Chef Deon Thomas used to bring the conchs with him from Anguilla. For years he spent winters on that island, and before returning to the Vineyard he and his assistant chefs would load 100 pounds or more of the Caribbean conchs, frozen, into their suitcases for the flight to Boston.
In Anguilla and in Mr. Thomas’s island of origin, Jamaica, the conchmen stay out at sea for up to a month, returning with hundreds of queen conchs bound together with rope. They store them in the water beneath their docked boats.
“Each conch is a dive in 20 feet or more of water,” Mr. Thomas said on a recent morning, sitting in his restaurant at the VFW in Oak Bluffs, drinking coffee as cooks arrived for the workday. He took a queen conch shell from the shelf, too big to fit in one hand. In the old days, he served the Caribbean conchs at his Corner Way restaurant in Chilmark — fried, grilled, in stew, chowder and raw in salad.
When it became illegal to transport more than 10 pounds conch from the Caribbean, he was forced to find an alternative to keep up with demand on the Vineyard for the delicacy. He turned to the much smaller conchs, whelks really, caught daily in the waters around Martha’s Vineyard.
His new cookbook, Chef Deon’s Island Conch Cookery, chronicles the results, with dozens of recipes for the humble northern sea snail and stories about Mr. Thomas’s many islands of origin alongside richly detailed images by photographer Randi Baird. The cookbook was edited by Island writer and poet Emma Young.
To the uninitiated, the shellfish dilettantes, the whelk and the conch may seem similar, but they are very different according to Mr. Thomas. The whelk’s diet, for one, is unlike that of the Caribbean queen conch, which feeds mostly on algae and other tiny plants.

Provided information:

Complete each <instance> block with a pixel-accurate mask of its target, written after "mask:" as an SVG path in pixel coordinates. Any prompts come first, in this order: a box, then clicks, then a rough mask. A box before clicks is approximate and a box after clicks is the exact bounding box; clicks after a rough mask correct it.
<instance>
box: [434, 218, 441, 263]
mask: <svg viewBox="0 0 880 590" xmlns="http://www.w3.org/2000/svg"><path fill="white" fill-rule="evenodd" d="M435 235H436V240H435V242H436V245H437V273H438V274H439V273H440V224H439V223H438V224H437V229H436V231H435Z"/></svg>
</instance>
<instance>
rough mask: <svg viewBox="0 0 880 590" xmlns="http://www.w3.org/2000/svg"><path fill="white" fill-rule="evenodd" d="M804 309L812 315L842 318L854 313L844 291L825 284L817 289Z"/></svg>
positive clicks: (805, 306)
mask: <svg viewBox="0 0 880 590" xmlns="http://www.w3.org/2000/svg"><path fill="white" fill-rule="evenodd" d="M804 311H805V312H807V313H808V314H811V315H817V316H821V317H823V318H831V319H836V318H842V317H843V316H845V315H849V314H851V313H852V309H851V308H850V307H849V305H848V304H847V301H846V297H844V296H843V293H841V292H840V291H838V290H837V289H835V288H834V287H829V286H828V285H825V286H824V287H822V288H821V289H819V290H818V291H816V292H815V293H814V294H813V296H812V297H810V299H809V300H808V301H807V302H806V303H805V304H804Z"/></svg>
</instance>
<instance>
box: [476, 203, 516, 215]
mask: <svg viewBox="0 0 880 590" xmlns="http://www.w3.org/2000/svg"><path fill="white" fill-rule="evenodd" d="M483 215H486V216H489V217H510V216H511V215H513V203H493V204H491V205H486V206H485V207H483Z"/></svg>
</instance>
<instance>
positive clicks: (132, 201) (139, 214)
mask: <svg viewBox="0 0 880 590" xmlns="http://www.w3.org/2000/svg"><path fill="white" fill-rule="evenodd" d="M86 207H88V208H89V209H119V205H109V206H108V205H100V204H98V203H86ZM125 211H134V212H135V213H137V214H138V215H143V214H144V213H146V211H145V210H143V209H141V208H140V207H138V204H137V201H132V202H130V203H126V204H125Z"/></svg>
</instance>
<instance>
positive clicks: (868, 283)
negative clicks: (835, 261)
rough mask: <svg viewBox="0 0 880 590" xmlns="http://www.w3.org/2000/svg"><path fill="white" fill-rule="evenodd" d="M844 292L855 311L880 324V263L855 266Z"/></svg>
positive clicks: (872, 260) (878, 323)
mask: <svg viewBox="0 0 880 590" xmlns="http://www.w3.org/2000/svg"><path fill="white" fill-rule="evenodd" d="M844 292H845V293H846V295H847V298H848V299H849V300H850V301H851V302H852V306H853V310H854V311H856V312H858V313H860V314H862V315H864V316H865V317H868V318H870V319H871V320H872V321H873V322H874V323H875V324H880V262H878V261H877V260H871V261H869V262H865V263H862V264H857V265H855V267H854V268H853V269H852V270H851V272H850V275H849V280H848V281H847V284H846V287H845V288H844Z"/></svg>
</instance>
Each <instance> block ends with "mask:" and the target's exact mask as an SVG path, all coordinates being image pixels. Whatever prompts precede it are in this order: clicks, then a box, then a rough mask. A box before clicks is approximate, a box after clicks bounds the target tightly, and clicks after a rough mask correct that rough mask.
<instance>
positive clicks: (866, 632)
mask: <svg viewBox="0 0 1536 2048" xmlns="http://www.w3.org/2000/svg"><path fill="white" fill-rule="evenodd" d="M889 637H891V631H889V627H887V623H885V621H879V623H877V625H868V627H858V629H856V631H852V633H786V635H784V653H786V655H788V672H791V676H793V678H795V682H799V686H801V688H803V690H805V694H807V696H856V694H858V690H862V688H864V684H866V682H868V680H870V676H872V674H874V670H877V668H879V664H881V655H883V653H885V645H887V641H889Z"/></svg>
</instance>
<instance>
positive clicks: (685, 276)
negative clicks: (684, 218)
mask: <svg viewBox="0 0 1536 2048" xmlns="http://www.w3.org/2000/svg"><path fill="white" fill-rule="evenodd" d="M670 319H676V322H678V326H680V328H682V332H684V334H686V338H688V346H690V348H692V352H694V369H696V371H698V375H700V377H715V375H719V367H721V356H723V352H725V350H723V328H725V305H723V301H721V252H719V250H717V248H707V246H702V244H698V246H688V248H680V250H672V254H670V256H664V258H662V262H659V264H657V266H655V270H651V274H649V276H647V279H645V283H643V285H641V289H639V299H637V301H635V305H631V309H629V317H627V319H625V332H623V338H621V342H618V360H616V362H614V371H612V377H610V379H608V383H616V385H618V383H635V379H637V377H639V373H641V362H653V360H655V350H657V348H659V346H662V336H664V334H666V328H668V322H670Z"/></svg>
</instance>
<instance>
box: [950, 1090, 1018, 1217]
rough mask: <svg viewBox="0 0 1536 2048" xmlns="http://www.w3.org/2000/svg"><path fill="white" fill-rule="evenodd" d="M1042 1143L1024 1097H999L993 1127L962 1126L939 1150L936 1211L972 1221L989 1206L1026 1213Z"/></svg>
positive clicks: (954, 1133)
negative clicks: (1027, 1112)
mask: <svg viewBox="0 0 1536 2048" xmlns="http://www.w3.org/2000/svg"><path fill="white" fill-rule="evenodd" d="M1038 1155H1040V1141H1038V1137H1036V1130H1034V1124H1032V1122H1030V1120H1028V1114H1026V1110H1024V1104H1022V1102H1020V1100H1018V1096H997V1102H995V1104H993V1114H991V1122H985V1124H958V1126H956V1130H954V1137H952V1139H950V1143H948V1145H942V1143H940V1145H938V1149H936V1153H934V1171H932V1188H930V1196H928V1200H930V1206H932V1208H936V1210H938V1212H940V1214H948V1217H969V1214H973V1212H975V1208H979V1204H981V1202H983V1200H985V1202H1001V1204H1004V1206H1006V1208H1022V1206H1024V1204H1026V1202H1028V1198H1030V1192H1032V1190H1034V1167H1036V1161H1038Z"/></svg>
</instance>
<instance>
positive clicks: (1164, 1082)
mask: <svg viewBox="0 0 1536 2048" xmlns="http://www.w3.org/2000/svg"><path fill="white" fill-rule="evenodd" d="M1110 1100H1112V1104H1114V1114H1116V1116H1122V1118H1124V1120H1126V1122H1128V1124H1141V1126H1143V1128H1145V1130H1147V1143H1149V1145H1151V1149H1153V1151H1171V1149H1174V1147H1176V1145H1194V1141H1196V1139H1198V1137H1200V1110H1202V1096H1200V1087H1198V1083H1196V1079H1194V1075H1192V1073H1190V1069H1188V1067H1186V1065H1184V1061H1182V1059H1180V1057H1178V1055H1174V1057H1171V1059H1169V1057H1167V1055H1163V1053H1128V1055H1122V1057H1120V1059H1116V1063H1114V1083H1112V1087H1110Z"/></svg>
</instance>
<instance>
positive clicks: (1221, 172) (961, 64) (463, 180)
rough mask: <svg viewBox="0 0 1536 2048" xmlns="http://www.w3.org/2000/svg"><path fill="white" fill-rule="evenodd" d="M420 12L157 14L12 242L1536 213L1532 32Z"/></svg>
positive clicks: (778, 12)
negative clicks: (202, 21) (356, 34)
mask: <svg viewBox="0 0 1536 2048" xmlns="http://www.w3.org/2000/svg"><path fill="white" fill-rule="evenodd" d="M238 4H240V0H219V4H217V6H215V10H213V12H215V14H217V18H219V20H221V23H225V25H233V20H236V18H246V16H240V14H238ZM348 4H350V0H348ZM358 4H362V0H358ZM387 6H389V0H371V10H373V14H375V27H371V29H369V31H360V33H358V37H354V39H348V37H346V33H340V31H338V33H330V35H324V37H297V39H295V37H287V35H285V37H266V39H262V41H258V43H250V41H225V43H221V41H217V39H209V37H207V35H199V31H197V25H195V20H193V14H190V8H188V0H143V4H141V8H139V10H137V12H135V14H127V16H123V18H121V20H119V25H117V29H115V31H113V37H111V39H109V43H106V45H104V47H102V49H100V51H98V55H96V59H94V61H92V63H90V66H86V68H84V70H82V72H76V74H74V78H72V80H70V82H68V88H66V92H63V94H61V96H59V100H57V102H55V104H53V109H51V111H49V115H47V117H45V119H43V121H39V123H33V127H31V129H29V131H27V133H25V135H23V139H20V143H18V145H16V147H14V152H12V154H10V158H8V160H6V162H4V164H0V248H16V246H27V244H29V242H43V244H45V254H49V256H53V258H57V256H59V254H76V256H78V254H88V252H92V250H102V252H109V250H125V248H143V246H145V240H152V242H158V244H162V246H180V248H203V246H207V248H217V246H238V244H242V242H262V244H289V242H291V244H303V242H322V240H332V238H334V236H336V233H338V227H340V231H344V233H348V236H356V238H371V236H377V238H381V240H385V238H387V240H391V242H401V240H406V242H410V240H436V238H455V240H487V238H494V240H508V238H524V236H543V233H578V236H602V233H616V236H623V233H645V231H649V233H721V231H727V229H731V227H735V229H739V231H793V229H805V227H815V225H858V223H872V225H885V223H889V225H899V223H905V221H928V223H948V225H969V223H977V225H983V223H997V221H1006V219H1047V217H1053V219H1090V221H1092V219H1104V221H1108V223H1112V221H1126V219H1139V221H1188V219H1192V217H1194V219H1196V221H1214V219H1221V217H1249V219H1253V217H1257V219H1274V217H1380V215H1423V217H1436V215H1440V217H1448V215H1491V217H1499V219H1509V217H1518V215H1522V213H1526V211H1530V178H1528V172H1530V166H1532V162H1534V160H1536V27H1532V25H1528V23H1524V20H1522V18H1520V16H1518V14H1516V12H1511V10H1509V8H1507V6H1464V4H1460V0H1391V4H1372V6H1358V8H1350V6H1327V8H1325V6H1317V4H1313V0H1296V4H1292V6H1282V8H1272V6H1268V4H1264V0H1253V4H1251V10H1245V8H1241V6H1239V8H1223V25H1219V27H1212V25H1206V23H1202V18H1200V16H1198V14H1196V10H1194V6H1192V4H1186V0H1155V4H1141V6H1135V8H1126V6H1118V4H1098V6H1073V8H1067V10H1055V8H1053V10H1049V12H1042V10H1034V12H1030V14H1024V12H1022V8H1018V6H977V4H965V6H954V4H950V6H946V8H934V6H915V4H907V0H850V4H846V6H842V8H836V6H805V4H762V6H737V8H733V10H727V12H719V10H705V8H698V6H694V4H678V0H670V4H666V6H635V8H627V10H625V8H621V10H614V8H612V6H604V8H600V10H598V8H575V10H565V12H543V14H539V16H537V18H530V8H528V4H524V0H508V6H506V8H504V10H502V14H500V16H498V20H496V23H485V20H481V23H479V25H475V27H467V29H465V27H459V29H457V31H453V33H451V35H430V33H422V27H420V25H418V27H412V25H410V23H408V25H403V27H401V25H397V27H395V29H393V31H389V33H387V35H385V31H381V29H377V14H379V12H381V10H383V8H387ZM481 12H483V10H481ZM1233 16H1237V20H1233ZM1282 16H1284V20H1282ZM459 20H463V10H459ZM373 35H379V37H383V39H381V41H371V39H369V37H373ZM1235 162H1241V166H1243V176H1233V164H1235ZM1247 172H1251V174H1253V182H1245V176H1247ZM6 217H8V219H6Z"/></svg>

Aim of the exercise:
Translate this sentence from the conch article into Spanish: "He turned to the much smaller conchs, whelks really, caught daily in the waters around Martha’s Vineyard." The rows have nothing to do with the text.

Written response:
Recurrió a las caracolas mucho más pequeñas, en realidad buccinos, capturadas a diario en las aguas que rodean Martha’s Vineyard.